> _Compito a_
Ricopia per intero il testo su Torgiano e sul suo museo del vino, senza cambiare nulla.

> _Testo fornito_
══════════

Fine del giro, non della storia

È finito il giro, non la scoperta e tantomeno la storia, per questa denominazione «piccola, ma dall’identità ben chiara», per dirlo giusto con le parole di Daniele Rossi. Chi viene a Torgiano e beve Torgiano sa dove affondano le radici, quali sono le caratteristiche che nel tempo si sono preservate e rilanciate resistendo a mode e gusti passeggeri. Forti di questo, e di una produzione dalla qualità media notevole, i calici possono volare alto, viaggiare lontano, senza alcuna soggezione nei confronti di territori dai numeri ben più altisonanti.

Cinquant’anni di un museo che va oltre il vino

«Ci piace osservare lo stupore sul volto di chi entra nel museo e vi trova ciò che non immaginava di trovare». È con grande emozione che Teresa Severini, al fianco della madre Maria Grazia Marchetti Lungarotti, introduce al Muvit, il Museo del vino di Torgiano che va compiendo cinquant’anni di storia. Il New York Times lo etichettò come “il migliore in Italia” per le sue collezioni artistiche, il che già ci dà un’indicazione, anche sullo stupore cui accenna Teresa: reperti archeologici e attrezzi per la vitivinicoltura, anfore e contenitori di varie epoche ma anche testi, incisioni, disegni, sculture, tessuti che al vino sono legati, ispirati. Il mondo del vino e il vino del mondo, a testimoniare la sua centralità «nell’economia come nella società, nell’immaginario dei popoli che hanno abitato il Mediterraneo e l’Europa continentale nel corso dei millenni».

══════════

> _Compito b_
Ripeti identiche le righe qui sotto, partendo dalla prima e arrivando a quella che contiene "box: [71, 598, 284, 813]", entrambe incluse.

══════════

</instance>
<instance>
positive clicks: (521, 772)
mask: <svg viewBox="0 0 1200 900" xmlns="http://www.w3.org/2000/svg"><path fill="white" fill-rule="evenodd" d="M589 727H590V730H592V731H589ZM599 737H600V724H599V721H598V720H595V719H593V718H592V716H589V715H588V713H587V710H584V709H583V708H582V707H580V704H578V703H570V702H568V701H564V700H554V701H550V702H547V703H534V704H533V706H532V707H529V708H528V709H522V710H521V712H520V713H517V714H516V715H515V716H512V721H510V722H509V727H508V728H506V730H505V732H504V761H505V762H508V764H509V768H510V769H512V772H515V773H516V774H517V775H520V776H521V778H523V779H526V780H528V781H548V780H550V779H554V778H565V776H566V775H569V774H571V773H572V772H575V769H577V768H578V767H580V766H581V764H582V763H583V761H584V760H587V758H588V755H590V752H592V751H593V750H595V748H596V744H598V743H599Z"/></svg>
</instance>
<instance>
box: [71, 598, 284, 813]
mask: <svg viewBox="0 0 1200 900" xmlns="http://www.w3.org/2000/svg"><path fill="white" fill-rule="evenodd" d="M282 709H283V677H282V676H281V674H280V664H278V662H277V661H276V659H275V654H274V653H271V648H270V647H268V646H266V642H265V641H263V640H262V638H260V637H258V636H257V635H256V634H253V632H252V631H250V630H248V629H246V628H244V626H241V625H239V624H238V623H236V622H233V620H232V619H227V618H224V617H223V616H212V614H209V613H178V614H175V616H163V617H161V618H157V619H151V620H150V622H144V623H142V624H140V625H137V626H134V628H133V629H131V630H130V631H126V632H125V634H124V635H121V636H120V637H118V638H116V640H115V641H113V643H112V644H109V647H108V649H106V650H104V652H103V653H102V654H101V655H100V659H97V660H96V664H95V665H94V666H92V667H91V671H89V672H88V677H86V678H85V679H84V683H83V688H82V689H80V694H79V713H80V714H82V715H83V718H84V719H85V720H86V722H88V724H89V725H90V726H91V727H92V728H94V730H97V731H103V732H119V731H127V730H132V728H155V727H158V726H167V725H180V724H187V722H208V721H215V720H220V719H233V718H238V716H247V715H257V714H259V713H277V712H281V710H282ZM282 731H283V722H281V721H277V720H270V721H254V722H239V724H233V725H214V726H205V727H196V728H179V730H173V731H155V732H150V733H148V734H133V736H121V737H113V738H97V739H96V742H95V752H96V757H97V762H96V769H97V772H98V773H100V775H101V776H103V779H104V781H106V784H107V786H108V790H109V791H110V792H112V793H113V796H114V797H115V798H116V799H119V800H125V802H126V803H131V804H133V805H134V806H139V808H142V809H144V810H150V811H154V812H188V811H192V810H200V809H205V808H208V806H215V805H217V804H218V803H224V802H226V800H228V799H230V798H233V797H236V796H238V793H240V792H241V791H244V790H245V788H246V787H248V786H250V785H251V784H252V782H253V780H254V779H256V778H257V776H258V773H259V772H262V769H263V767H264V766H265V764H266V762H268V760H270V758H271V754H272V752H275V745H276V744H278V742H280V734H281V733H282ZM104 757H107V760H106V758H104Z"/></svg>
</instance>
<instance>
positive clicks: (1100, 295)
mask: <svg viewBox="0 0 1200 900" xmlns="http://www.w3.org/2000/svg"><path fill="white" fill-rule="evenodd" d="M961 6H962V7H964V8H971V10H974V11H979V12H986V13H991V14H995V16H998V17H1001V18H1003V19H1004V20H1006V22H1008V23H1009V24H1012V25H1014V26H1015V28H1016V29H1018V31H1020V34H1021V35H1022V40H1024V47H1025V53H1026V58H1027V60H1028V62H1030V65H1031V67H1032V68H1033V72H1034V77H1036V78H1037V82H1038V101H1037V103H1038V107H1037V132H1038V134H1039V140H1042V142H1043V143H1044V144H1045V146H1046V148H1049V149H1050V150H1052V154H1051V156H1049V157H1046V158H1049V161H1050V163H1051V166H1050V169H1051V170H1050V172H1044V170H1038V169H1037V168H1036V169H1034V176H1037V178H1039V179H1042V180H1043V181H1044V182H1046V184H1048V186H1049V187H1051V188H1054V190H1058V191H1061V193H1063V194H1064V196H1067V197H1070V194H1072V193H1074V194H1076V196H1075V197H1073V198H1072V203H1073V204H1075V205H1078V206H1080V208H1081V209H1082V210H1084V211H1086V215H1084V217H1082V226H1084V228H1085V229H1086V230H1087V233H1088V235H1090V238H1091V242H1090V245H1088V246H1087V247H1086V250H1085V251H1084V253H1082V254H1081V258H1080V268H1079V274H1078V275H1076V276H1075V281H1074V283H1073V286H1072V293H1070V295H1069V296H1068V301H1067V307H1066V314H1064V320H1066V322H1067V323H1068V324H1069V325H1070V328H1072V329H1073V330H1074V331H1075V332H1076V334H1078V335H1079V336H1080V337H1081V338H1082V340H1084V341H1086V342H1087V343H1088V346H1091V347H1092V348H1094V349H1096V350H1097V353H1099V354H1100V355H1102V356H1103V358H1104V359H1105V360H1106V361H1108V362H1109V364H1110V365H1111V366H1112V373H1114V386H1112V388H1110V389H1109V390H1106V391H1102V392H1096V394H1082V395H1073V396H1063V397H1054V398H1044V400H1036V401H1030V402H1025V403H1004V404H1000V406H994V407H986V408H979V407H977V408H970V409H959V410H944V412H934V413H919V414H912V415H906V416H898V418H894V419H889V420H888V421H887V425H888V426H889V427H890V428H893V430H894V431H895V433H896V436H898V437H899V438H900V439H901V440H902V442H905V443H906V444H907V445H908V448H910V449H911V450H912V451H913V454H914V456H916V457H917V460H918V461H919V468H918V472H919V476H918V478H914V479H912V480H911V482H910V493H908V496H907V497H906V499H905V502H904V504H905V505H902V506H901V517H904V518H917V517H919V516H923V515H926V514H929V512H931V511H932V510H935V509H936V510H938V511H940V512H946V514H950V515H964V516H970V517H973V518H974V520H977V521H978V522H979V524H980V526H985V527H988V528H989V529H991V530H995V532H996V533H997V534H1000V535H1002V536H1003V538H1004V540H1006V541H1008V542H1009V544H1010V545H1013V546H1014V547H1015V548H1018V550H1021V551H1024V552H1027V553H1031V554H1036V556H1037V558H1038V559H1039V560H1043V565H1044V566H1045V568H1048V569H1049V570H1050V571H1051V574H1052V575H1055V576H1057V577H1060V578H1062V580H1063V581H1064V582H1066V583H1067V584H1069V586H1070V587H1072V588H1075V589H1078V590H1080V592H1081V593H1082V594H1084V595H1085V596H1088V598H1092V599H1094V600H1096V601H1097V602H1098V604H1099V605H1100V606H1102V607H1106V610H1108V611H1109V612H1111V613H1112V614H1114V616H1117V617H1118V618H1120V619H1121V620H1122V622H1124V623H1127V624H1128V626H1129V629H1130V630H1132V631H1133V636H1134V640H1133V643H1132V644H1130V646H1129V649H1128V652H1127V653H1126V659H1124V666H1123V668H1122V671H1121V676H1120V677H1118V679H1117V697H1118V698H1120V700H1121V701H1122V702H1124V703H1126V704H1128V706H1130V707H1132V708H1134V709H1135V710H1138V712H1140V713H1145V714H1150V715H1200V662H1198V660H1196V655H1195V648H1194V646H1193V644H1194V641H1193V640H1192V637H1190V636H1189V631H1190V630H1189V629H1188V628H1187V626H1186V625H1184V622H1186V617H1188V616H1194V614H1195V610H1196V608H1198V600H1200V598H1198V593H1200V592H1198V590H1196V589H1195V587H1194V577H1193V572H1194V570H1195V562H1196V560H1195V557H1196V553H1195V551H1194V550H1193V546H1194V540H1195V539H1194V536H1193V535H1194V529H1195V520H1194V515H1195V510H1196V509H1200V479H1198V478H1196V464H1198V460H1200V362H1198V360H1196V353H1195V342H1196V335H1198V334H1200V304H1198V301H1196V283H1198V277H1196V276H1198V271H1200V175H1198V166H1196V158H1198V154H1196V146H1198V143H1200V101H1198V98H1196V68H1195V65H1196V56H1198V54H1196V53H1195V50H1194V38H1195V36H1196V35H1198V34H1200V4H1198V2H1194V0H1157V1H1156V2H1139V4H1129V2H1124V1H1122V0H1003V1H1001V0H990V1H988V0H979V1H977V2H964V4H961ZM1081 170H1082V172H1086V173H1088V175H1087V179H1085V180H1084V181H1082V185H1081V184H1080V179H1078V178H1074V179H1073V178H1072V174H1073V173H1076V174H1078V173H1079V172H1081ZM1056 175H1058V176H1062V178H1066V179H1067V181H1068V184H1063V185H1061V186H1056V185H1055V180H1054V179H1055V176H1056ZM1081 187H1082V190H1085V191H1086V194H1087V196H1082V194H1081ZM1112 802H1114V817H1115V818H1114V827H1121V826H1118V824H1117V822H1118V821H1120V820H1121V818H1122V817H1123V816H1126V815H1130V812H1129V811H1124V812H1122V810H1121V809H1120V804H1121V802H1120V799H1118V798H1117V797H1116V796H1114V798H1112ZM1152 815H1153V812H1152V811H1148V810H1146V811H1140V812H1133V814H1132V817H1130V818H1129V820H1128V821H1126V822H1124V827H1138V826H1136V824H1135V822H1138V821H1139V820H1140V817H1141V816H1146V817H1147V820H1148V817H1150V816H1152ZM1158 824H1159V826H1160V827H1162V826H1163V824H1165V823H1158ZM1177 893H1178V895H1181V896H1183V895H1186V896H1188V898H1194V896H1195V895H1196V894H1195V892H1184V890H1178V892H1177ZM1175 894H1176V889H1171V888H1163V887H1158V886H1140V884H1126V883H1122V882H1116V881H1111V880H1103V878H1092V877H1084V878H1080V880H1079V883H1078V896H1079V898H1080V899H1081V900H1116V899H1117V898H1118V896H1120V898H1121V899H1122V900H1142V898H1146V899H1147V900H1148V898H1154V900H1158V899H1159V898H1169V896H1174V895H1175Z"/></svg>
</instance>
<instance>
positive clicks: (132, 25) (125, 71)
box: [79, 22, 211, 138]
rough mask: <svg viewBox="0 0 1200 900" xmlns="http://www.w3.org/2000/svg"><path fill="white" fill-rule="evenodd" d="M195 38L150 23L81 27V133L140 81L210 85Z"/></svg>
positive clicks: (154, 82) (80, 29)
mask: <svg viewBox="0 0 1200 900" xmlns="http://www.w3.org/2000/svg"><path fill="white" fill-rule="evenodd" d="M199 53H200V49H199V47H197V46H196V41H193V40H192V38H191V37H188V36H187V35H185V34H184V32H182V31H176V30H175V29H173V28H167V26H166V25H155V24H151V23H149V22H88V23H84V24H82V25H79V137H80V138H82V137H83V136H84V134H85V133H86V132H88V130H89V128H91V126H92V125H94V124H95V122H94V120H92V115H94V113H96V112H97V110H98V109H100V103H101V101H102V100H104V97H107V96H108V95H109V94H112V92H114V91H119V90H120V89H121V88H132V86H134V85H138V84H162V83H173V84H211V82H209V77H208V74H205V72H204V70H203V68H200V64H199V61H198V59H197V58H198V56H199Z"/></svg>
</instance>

══════════

> _Soluzione scritta a_
Fine del giro, non della storia

È finito il giro, non la scoperta e tantomeno la storia, per questa denominazione «piccola, ma dall’identità ben chiara», per dirlo giusto con le parole di Daniele Rossi. Chi viene a Torgiano e beve Torgiano sa dove affondano le radici, quali sono le caratteristiche che nel tempo si sono preservate e rilanciate resistendo a mode e gusti passeggeri. Forti di questo, e di una produzione dalla qualità media notevole, i calici possono volare alto, viaggiare lontano, senza alcuna soggezione nei confronti di territori dai numeri ben più altisonanti.

Cinquant’anni di un museo che va oltre il vino

«Ci piace osservare lo stupore sul volto di chi entra nel museo e vi trova ciò che non immaginava di trovare». È con grande emozione che Teresa Severini, al fianco della madre Maria Grazia Marchetti Lungarotti, introduce al Muvit, il Museo del vino di Torgiano che va compiendo cinquant’anni di storia. Il New York Times lo etichettò come “il migliore in Italia” per le sue collezioni artistiche, il che già ci dà un’indicazione, anche sullo stupore cui accenna Teresa: reperti archeologici e attrezzi per la vitivinicoltura, anfore e contenitori di varie epoche ma anche testi, incisioni, disegni, sculture, tessuti che al vino sono legati, ispirati. Il mondo del vino e il vino del mondo, a testimoniare la sua centralità «nell’economia come nella società, nell’immaginario dei popoli che hanno abitato il Mediterraneo e l’Europa continentale nel corso dei millenni».

> _Soluzione scritta b_
</instance>
<instance>
positive clicks: (521, 772)
mask: <svg viewBox="0 0 1200 900" xmlns="http://www.w3.org/2000/svg"><path fill="white" fill-rule="evenodd" d="M589 727H590V730H592V731H589ZM599 737H600V724H599V721H598V720H595V719H593V718H592V716H589V715H588V713H587V710H584V709H583V708H582V707H580V704H578V703H570V702H568V701H564V700H554V701H550V702H547V703H534V704H533V706H532V707H529V708H528V709H522V710H521V712H520V713H517V714H516V715H515V716H512V721H510V722H509V727H508V728H506V730H505V732H504V761H505V762H508V764H509V768H510V769H512V772H515V773H516V774H517V775H520V776H521V778H523V779H526V780H528V781H548V780H550V779H554V778H565V776H566V775H569V774H571V773H572V772H575V769H577V768H578V767H580V766H581V764H582V763H583V761H584V760H587V758H588V755H590V752H592V751H593V750H595V748H596V744H598V743H599Z"/></svg>
</instance>
<instance>
box: [71, 598, 284, 813]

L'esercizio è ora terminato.